33 Figure 9 illustrates how the ERP system automatically triggers the replenishment. In the stock requirement list, the current stock is 6, safety stock 9, the purchase order quantity 8 (4+4), the upcoming customer order 2 pieces, a purchase requisition of 4pcs is triggered on 24.11.2016 which means 4pieces needs to be in warehouse on that date, since the next two customer orders require 4 pieces, which would reduce stock to below the safety stock level 9. With MRP running every hour on daily basis, after each run, a new purchase requisition is trigger. Therefore, the current inventory review policy that regulated by MRP type PD is, in fact, a continuous review. This is also further proven by purchasers via interviews, as described by one purchaser: “The current replenishment process is semi-automatic. SAP automatically generate purchase request when safety stock falls short” (Appendix 4, Purchaser)

Secondly, the key person involved in the ERP system development was interviewed, on how MRP type PD works and why it is chosen. As he said: “I do not know the other MRP-types, they are not in use in the company, but in some other Group companies. This is one part of the 'complicated process' I mentioned in previous email. I think that there would be plenty of options for doing automated or semi-automated material procurement in MRP but the problem was that none of the consultants ever showed us how they are working so we are using the one we chose in the start, which means PD that is working related to Safety stock, Minimum order lot and Planned Delivery Time” (Appendix 2, Aftersales director)

Apparently, the MRP type is not fully explored and utilized due to complexity of the ERP system, this also explains why other MRP relevant such as reorder point and planning cycle are left untouched.

In summary, the currently inventory review is controlled by the MRP procedure in the ERP system. Based on the settings and observation of the replenishment pattern, a continuous review is applied to all products.

4.4

Current Replenishment Process

34 The replenishment process starts with demand forecasting followed by supply planning. Hence, in the case company, the current demand forecasting was examined first, the current supply planning was examined later. 4.4.1

Current Demand Forecasting

The inventory level of Make-to-stock(MTS) products is determined based on the anticipated demand, the anticipation is done by demand forecasting. To understand how the case company practices demand forecasting, a key stakeholder was interviewed. According to the interview with the key stakeholder (Field note 4, Appendix 5), there is no demand forecasting process in place. “No, we do not have any external or automated demand forecasting process. The process is fully related to purchase person being active and following the trends and open orders in SAP. For many of our products the demand is so unstable and fluctuating that it might not even work with an automate - but then again I guess there could well be a hundred or even more articles that have a quite constant flow and could be forecasted better than today” (Appendix 5, Aftersales director)

As explained in Appendix 5, the demand forecasting process does not exist in the company, it is not needed in EPR system due to the high fluctuation of demand in general. However, the answer implies that the demand forecasting in the ERP system is feasible for the products with stable demand and should be applied. Furthermore, demand forecasting is currently done by individual purchasers manually, without a process.

The next question is the types of demand, in other words, whether the demand for a product depends on the others. “Our demand is almost fully independent” (Appendix 5, Aftersales director) in the business unit, all products are purchased and sell to customers without the manufacturing process.

§ Directions:
a – Please say whether each statement agrees with the passage on inventory replenishment, giving yes or no and quoting the deciding words. (i) MRP runs every hour. (ii) The company has a demand forecasting process in place. (iii) Products go through a manufacturing process before they are sold to customers.
b – Answer these questions from the passage on inventory replenishment:
(i) What current stock does the stock requirement list show?
(ii) Which three settings does MRP type PD work with, according to the aftersales director?
(iii) Who currently carries out demand forecasting, and in what way?
c – Extend the passage on inventory replenishment, starting after its final sentence.
The records are not needed for any of this work.

§ Extracted records:
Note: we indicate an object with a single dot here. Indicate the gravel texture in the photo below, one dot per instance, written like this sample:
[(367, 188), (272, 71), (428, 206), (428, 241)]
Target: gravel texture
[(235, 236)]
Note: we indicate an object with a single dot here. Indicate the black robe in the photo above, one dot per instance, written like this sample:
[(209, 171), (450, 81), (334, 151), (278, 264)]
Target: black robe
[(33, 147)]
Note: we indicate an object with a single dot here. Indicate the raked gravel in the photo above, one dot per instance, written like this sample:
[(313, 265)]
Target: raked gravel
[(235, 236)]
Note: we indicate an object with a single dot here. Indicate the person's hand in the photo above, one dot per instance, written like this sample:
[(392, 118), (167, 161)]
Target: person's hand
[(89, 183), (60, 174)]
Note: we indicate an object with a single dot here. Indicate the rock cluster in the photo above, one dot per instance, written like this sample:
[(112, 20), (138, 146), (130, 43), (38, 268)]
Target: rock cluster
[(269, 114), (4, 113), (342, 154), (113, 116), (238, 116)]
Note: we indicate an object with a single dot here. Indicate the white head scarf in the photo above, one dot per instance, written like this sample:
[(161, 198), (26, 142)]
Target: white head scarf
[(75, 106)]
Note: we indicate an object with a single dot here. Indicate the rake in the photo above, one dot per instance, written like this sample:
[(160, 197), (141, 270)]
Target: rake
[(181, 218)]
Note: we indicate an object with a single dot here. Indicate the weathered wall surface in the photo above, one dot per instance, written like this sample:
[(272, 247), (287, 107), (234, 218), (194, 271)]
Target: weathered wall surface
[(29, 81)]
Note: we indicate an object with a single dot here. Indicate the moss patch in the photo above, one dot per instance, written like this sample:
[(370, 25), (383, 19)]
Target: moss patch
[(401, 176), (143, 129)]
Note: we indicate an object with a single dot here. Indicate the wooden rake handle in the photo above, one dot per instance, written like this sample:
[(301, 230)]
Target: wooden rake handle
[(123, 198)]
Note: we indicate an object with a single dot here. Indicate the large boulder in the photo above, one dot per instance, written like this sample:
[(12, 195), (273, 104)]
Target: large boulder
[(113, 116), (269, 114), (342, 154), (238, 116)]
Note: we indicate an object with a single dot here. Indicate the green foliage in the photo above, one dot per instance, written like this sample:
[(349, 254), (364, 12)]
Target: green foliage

§ Written answers:
a –
(i) Yes: "With MRP running every hour on daily basis"
(ii) No: "there is no demand forecasting process in place"
(iii) No: "all products are purchased and sell to customers without the manufacturing process"

b –
(i) 6
(ii) Safety stock, Minimum order lot and Planned Delivery Time
(iii) Individual purchasers, manually and without a process

c –
In the case company, the old and new products are adopted different methods of demand forecasting. For completely new products, the method is by experience or by hunch:

35 “If the product is something we do not previously have, then the forecast is based on hunch/experience, normally that of the product manager. “(Appendix 5, Aftersales director)

For the old or existing products, demand can be forecasted by historical data of past consumption, the data is available in the ERP system. In the case company, the past consumption data has been used to adjust the level of safety stock, this has been done several times before, according to the interview at Appendix 5. “Yes, we have done it several times in bigger 'runs' with excel (I did it when I was responsible of purchase). But according to our instructions, this is also a process that should be done by purchase persons as part of their normal work. The consumption levels should be checked regularly and safety stocks / minimum order quantities adjusted accordingly.” (Appendix 5, Aftersales director)

However, the EPR system does not utilize demand forecasting for purchase requisition. According to the purchasers: “The current system does not automatically calculate the average demand of items based on the history data when creating the purchase requisitions.” (Appendix 4, Purchaser)

In summary, in the case company, the demand forecasting process is not a clearly defined process, it is rather a manual process in the control of individual purchasers. Nevertheless, several findings are discovered. First, the demands of most products are highly unstable, it makes demand forecasting less sensible and close to impossible. Second, all products are finished products, demand of such are independent. Third, demand forecasting for old products have been done by the past consumption, that for new products have been done by hunch. 4.4.2

Current Supply Planning

Presently, the supply planning consists of three key settings. These settings are when to order, how much to order and level of safety stock. The current doc. ‘Purchasing Process’ (Appendix 6) only mentions the roles and responsibilities of parties involved in the whole purchasing process, and it does not address when to order and how much to

36 order nor safety stock in details. Therefore, the ERP system was examined and the interviews were conducted to find out the answers.

A. When to order

As discussed in the section on the current inventory control system, only continuous review is adopted in the case company, that means the ERP system monitors stock level of all products in the same continuous way. In the ERP system, MRP runs every hour, during each MRP run, stock level, planned and firmed customer orders are recounted. New purchase requisitions are triggered after each MRP run. That said, multiple purchase requisitions are literally generated every hour, forcing purchasers to manually combine several purchase requisitions into one. This means “when to order” is preliminarily triggered by the ERP system but purchasers are given the flexibility to decide when to order. “A new purchase request is generated whenever safety stock falls short, which leads to multiple separate purchase requests, purchaser needs to manually consolidate these purchase requests. “ (Appendix 4, Purchaser) To understand the configuration of the current order trigger, namely “when to order”, the setting in ERP system was inspected further. The result is shown in Figure 10.

Figure 10. MRP procedure ROP & planning cycle in the EPR system. Reorder point is the essential element of continuous review, but as seen from Figure 10, the re-order point is indeed not configured. In addition, the planning cycle, as an element of periodic review, does exist but is not configured.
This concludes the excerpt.